**BRIEF**
Begin at the row that contains "Wanted → grass slope" and stop after the row that contains "[403,186,642,392]". Render every non-blank row in that span as a Markdown table with the columns Number and Text, leaving out the pictures.

:: INPUT MATERIAL ::

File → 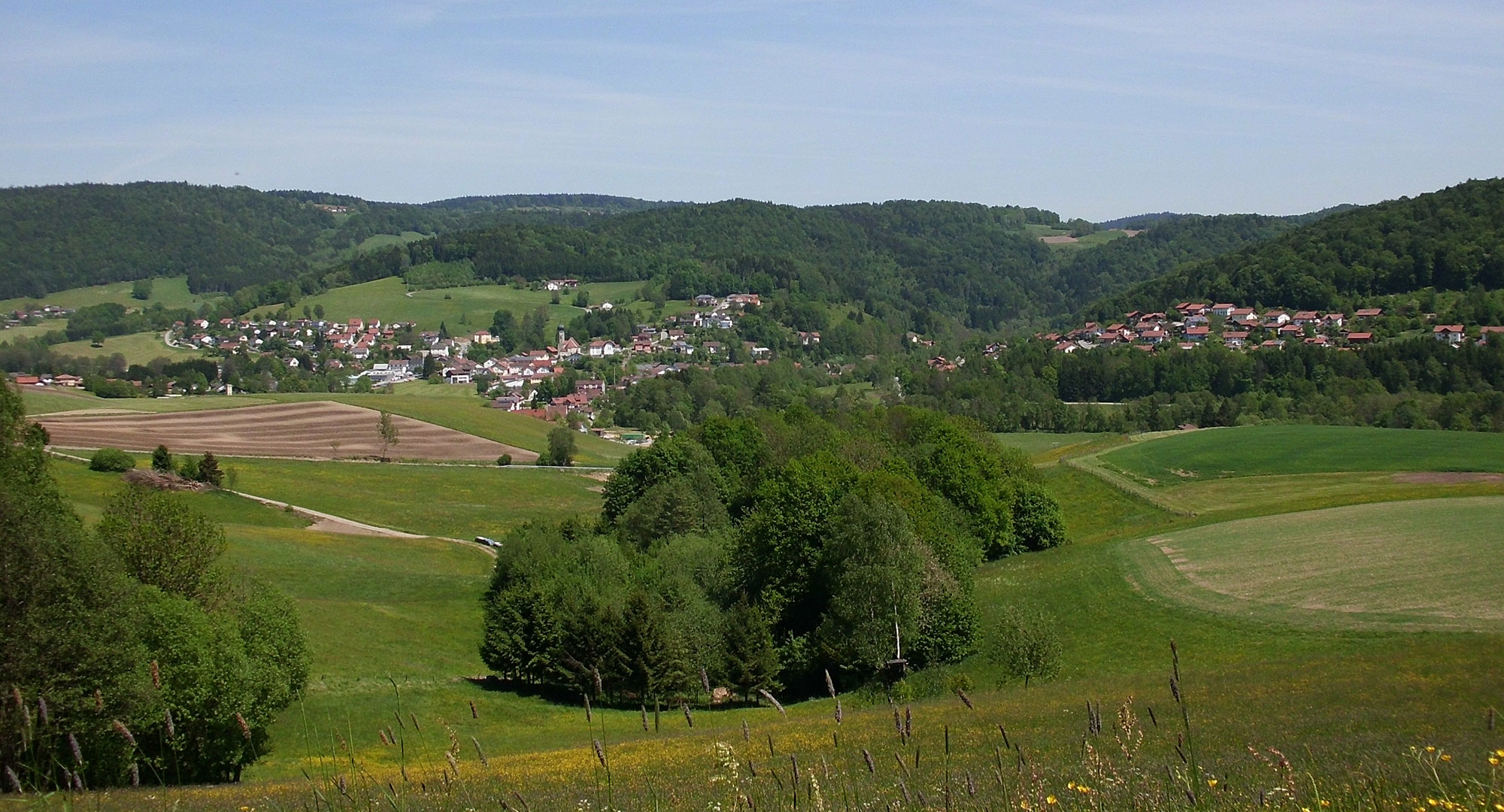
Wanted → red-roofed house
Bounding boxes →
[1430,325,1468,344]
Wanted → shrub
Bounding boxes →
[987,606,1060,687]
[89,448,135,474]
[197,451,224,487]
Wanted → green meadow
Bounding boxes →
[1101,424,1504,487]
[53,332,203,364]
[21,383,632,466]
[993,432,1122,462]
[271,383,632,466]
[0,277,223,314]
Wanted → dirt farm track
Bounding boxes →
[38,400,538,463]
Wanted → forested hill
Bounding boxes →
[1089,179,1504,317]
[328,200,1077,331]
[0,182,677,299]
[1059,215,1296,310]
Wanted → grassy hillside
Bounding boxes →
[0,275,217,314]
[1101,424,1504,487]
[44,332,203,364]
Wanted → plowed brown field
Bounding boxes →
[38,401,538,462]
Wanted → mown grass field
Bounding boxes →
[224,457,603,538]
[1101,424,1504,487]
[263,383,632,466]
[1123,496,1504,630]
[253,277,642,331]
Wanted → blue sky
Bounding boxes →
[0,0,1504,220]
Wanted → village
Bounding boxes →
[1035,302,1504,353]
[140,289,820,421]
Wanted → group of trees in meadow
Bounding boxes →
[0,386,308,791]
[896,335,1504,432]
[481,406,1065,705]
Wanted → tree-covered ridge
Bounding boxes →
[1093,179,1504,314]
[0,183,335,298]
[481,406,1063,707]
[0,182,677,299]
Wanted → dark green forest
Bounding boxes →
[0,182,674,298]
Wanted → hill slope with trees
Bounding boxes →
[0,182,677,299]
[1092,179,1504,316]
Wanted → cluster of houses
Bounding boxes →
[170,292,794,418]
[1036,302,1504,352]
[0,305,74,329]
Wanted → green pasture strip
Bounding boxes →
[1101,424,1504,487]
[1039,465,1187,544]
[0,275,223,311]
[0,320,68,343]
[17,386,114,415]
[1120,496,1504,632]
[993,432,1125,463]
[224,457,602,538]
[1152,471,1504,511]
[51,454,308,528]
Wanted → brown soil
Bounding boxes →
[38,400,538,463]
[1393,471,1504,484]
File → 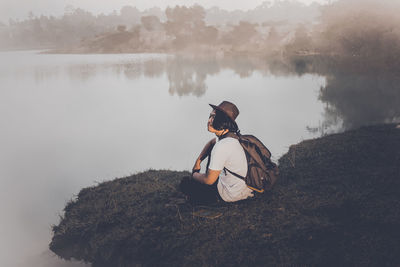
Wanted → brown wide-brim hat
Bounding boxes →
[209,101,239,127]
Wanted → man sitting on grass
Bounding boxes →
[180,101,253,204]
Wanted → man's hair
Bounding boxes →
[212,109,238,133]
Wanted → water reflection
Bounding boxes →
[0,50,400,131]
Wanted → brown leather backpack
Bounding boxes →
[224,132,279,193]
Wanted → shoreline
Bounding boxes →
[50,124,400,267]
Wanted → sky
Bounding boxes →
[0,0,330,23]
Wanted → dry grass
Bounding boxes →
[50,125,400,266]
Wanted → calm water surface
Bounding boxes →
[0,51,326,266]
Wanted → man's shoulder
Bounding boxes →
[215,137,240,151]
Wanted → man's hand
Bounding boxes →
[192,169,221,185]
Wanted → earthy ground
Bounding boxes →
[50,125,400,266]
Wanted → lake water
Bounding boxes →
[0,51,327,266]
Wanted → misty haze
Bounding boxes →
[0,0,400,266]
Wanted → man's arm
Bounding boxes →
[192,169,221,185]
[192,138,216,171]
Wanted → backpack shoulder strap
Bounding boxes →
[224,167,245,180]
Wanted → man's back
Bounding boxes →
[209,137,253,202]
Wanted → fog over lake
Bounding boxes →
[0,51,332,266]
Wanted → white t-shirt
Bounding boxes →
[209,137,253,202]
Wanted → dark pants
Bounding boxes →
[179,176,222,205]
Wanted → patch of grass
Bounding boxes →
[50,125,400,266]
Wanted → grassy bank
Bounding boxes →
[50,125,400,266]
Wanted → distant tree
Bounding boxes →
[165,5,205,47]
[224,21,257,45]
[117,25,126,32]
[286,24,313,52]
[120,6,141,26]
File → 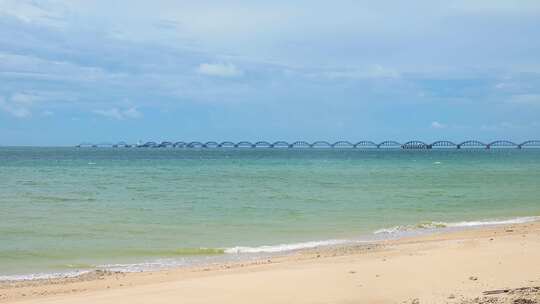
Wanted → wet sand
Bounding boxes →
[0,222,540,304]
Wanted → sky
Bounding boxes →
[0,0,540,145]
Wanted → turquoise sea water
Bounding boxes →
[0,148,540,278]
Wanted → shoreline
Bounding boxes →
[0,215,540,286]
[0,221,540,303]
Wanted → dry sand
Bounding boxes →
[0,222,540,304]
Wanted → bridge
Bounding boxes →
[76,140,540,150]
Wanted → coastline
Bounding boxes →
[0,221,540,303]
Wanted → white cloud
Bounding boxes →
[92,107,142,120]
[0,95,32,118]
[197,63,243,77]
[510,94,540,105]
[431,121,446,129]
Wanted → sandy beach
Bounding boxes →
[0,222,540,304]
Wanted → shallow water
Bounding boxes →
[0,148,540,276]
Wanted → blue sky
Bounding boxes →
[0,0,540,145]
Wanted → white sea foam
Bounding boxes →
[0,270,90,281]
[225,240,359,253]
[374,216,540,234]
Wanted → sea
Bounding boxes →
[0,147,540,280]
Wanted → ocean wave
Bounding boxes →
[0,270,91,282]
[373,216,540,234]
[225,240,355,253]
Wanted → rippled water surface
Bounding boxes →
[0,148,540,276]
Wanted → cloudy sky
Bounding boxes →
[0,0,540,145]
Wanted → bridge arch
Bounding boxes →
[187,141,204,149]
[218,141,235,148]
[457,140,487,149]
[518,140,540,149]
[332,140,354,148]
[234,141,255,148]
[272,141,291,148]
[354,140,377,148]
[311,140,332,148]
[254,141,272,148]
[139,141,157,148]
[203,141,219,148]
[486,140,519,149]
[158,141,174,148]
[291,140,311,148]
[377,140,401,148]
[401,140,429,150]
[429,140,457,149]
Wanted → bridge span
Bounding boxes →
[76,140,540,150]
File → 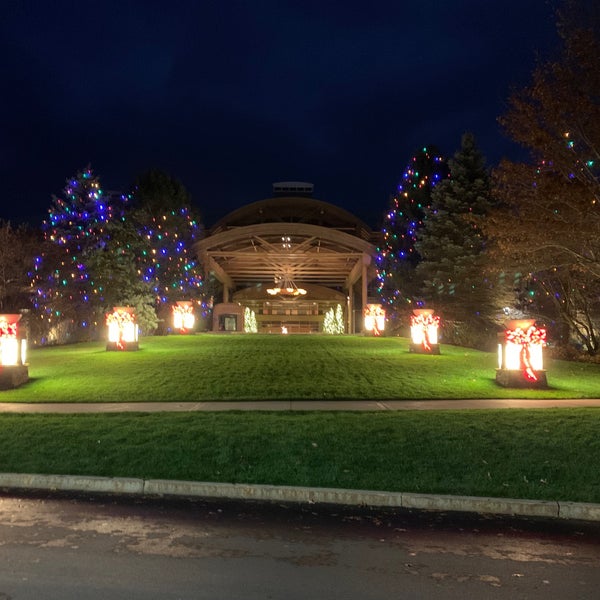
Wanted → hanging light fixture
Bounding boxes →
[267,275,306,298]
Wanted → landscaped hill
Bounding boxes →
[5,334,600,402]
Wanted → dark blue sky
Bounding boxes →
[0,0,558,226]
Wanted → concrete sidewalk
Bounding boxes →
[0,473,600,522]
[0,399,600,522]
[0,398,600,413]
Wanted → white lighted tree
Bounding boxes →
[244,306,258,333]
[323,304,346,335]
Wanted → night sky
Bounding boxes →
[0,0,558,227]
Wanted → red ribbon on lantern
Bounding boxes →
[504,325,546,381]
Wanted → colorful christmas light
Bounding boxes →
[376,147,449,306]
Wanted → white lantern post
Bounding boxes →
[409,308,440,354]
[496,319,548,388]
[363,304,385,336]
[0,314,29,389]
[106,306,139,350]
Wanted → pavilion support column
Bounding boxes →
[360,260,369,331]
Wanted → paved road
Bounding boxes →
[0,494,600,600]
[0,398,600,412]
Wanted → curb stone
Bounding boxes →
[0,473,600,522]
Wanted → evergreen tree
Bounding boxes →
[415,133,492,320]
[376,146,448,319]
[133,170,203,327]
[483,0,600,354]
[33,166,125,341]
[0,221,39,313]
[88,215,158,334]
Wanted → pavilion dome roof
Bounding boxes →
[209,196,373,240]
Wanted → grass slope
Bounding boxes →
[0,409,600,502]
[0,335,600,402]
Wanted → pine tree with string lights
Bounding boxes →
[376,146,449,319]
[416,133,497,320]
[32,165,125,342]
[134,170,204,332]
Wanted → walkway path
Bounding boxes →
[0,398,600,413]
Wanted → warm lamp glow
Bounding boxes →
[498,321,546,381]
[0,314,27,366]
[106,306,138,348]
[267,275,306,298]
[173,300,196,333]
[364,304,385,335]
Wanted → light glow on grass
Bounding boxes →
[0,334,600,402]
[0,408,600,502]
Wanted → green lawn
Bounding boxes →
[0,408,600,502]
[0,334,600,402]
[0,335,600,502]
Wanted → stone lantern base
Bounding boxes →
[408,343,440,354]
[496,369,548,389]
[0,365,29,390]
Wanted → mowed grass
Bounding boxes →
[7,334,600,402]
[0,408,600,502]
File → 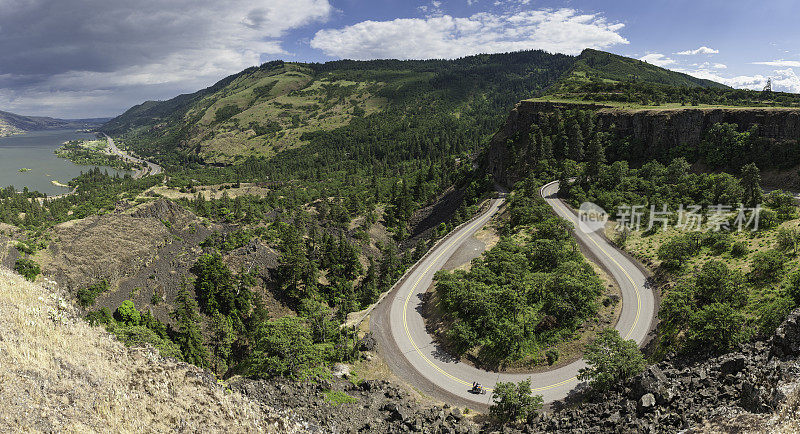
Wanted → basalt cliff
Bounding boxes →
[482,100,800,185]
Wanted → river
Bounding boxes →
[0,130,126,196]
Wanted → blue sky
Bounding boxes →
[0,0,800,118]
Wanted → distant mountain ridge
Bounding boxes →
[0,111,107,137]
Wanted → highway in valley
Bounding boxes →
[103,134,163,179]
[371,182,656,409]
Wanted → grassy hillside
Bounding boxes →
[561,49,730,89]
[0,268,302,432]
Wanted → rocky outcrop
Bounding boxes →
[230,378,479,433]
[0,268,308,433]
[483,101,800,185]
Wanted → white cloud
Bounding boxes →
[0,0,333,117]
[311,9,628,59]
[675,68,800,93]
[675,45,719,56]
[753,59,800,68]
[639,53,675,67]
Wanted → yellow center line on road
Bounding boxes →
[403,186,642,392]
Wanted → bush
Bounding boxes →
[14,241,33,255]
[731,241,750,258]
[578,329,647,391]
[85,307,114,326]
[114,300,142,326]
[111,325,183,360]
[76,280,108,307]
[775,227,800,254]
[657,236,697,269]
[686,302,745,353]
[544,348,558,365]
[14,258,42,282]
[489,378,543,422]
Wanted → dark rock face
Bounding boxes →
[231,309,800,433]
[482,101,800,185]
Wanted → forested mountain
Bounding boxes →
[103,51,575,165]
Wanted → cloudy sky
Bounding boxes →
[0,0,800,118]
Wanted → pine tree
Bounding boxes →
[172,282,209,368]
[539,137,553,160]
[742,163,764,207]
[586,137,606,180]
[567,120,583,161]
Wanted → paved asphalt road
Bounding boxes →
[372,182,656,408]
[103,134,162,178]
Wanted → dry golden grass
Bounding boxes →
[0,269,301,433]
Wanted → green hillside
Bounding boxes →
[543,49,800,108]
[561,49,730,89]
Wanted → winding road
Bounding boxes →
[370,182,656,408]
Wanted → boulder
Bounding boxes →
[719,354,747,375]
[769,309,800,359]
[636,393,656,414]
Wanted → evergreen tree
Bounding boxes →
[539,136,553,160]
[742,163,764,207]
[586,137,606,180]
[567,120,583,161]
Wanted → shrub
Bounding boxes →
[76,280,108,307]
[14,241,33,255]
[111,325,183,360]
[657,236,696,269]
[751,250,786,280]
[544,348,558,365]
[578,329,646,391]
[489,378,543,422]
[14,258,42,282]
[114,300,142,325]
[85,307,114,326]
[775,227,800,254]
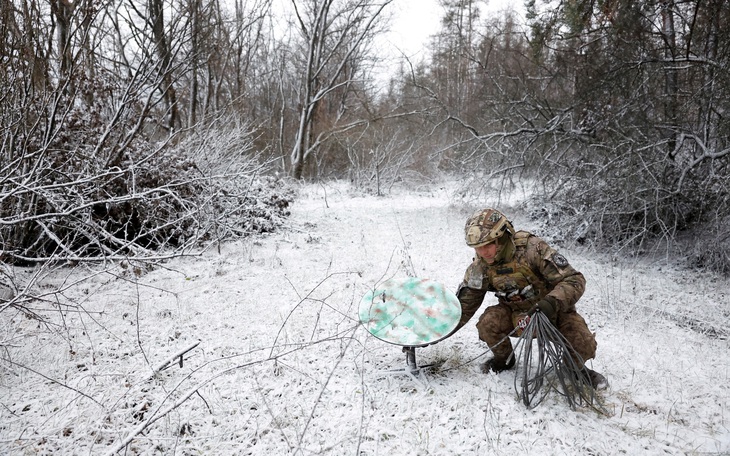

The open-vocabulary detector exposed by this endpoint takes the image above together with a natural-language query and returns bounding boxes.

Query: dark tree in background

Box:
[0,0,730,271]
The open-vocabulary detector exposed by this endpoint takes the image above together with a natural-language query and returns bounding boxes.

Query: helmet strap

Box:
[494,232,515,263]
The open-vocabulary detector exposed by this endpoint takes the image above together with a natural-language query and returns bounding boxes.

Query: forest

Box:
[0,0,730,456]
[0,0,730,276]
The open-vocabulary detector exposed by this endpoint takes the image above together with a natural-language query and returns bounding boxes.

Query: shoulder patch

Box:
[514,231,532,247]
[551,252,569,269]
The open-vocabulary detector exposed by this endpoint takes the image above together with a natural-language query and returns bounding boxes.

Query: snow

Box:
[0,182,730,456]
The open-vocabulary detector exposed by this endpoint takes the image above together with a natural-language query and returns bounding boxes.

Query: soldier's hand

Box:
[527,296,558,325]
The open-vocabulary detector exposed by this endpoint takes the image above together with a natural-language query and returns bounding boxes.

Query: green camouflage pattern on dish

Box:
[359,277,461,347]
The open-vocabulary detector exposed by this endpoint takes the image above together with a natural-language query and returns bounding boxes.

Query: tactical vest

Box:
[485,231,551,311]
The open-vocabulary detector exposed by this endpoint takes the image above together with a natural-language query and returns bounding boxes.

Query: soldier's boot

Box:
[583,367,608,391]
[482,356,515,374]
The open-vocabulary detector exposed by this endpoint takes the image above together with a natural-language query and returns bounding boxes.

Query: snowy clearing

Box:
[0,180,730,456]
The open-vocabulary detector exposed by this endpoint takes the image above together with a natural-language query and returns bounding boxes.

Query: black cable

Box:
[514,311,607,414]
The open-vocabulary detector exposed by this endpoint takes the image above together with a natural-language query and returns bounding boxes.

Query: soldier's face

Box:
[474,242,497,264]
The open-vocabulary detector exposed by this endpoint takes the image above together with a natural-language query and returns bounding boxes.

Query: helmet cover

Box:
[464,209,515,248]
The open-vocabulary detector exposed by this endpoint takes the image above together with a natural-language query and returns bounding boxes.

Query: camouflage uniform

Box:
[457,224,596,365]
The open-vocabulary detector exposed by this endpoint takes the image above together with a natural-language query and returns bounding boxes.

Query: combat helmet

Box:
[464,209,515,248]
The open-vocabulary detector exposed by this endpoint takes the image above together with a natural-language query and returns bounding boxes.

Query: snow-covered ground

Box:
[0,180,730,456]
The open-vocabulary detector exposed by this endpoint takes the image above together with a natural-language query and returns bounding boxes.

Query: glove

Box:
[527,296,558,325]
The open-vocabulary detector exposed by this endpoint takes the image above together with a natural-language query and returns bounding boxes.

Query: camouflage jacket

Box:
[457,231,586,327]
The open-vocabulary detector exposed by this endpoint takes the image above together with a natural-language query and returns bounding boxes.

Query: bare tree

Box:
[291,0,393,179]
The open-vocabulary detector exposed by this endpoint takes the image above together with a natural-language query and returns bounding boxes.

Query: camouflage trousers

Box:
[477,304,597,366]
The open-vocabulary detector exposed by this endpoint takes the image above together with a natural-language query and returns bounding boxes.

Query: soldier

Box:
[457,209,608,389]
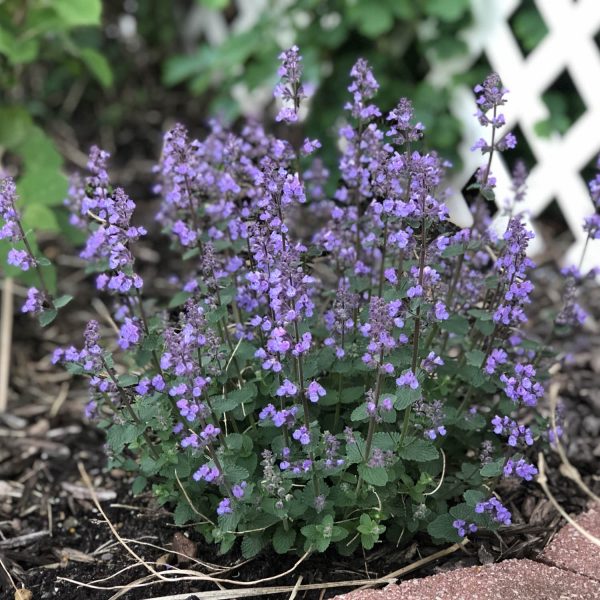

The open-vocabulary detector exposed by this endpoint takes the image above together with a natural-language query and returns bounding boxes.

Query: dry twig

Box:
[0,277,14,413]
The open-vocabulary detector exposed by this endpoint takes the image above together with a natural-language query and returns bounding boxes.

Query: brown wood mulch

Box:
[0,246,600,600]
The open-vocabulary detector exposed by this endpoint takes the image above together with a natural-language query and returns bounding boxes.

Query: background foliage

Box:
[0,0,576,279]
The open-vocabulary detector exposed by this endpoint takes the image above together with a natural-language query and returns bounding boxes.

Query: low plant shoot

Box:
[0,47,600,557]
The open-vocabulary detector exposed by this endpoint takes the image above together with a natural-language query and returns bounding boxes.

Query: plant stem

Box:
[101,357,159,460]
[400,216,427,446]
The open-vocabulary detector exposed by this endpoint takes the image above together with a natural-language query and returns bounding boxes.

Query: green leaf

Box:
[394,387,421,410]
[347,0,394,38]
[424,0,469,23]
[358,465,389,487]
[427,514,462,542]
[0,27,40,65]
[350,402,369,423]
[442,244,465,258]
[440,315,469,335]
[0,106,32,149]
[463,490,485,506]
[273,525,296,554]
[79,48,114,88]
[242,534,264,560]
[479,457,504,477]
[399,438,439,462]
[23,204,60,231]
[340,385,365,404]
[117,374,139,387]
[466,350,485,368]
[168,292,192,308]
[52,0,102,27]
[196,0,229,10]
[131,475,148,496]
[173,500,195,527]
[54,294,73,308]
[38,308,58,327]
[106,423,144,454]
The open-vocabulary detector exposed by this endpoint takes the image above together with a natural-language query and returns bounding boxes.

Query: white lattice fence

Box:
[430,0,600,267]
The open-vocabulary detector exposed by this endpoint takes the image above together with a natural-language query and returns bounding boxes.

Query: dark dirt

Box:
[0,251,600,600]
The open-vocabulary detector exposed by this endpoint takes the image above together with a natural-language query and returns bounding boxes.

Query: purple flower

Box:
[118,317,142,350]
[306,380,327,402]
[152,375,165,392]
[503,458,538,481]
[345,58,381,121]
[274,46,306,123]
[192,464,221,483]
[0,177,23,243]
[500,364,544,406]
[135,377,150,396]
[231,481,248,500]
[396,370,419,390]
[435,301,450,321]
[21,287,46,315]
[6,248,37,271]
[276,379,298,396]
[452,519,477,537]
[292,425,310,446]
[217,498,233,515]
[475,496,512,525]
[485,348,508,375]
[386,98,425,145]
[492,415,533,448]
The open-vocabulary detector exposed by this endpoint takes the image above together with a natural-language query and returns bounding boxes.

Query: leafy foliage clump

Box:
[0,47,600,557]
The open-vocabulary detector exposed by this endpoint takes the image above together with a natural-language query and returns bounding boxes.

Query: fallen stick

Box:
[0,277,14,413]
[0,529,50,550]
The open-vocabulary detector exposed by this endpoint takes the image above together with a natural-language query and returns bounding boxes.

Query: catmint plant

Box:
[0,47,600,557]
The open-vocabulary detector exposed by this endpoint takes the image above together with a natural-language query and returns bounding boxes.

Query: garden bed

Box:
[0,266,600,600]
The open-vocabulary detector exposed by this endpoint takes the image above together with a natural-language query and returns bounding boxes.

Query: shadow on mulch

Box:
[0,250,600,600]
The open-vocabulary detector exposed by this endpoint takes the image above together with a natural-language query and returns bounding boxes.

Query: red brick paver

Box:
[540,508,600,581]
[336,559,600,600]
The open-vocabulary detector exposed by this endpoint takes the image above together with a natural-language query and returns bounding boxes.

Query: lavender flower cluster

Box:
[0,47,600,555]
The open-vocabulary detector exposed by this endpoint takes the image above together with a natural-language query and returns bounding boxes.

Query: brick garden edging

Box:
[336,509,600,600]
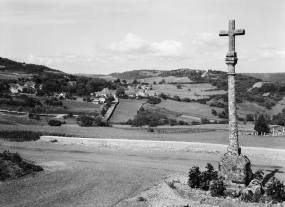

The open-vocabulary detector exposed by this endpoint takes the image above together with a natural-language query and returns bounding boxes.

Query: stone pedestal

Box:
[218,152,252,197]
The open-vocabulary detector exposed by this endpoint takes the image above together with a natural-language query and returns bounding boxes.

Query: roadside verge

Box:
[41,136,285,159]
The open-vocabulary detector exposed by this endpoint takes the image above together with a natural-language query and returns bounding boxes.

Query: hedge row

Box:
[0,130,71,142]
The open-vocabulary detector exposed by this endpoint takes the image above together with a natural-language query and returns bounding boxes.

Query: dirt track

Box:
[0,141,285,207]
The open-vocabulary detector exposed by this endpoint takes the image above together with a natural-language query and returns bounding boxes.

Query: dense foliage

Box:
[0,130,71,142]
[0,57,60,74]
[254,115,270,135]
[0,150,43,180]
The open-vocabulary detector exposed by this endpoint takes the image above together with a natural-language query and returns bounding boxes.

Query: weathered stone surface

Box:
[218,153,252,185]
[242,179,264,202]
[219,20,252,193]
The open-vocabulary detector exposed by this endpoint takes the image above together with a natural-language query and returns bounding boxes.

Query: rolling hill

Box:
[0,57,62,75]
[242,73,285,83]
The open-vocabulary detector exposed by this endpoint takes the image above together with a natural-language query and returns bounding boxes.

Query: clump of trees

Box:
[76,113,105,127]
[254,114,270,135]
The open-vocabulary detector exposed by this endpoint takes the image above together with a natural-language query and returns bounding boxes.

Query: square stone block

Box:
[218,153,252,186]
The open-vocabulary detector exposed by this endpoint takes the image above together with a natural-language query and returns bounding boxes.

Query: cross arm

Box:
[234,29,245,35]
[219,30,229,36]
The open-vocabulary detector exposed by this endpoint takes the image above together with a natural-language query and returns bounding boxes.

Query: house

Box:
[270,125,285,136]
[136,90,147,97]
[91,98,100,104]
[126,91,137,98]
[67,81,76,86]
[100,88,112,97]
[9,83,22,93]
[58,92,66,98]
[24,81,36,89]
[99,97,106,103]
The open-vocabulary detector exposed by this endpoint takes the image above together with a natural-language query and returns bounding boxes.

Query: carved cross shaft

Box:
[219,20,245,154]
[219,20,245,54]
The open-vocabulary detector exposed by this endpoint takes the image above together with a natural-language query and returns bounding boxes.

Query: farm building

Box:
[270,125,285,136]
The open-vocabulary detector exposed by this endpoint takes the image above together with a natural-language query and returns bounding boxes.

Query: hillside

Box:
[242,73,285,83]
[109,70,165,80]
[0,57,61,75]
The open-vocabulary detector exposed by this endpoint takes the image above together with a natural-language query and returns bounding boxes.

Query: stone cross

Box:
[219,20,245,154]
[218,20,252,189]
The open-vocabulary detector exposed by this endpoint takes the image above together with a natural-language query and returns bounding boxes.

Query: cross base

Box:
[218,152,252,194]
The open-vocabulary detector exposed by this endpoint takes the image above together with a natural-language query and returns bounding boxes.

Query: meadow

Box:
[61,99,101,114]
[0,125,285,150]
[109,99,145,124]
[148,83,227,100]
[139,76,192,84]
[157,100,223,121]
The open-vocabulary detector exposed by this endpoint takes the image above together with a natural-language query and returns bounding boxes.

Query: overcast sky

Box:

:::

**FULL SOLUTION**
| Number | Text |
|---|---|
| 1 | Wanted → grass slope |
| 2 | Bounding boxes → |
| 3 | [0,409,600,502] |
| 4 | [0,335,600,402] |
| 5 | Wanted → pine tree with string lights |
| 6 | Bounding boxes → |
| 7 | [376,146,449,319] |
| 8 | [416,133,497,320] |
| 9 | [32,165,125,342] |
| 10 | [134,170,204,332] |
| 11 | Wanted → walkway path |
| 12 | Bounding boxes → |
| 13 | [0,398,600,413] |
| 14 | Wanted → warm lamp glow |
| 15 | Bounding boxes → |
| 16 | [498,321,546,381] |
| 17 | [0,314,27,366] |
| 18 | [106,306,138,348] |
| 19 | [267,275,306,298] |
| 20 | [173,300,196,333] |
| 21 | [364,304,385,335] |
| 22 | Wanted → light glow on grass |
| 23 | Bounding boxes → |
| 24 | [0,334,600,402] |
| 25 | [0,408,600,502] |
| 26 | Wanted → green lawn |
| 27 | Bounding boxes → |
| 28 | [0,408,600,502] |
| 29 | [0,334,600,402] |
| 30 | [0,335,600,502] |
| 31 | Wanted → stone lantern base |
| 32 | Bounding boxes → |
| 33 | [408,343,440,354] |
| 34 | [496,369,548,389] |
| 35 | [0,365,29,390] |
| 36 | Wanted → mowed grass |
| 37 | Bounding boxes → |
| 38 | [7,334,600,402] |
| 39 | [0,408,600,502] |
| 40 | File →  |
| 41 | Wanted → basalt cliff |
| 42 | Bounding boxes → |
| 43 | [482,100,800,185] |
| 44 | Wanted → river |
| 45 | Bounding boxes → |
| 46 | [0,130,126,196] |
| 47 | Wanted → blue sky |
| 48 | Bounding boxes → |
| 49 | [0,0,800,118] |
| 50 | Wanted → distant mountain ridge |
| 51 | Bounding boxes → |
| 52 | [0,111,107,137] |
| 53 | Wanted → highway in valley |
| 54 | Bounding boxes → |
| 55 | [103,134,163,179] |
| 56 | [371,182,656,409] |
| 57 | Wanted → grassy hillside |
| 58 | Bounding boxes → |
| 59 | [561,49,730,89] |
| 60 | [0,268,302,432] |
| 61 | Wanted → rocky outcrop |
| 62 | Bounding boxes → |
| 63 | [230,378,479,433] |
| 64 | [0,268,308,433] |
| 65 | [483,101,800,185] |
| 66 | Wanted → white cloud |
| 67 | Bounding boxes → |
| 68 | [0,0,333,117] |
| 69 | [311,9,628,59] |
| 70 | [675,68,800,93] |
| 71 | [675,45,719,56] |
| 72 | [753,59,800,68] |
| 73 | [639,53,675,67] |
| 74 | Wanted → yellow center line on road |
| 75 | Bounding boxes → |
| 76 | [403,186,642,392] |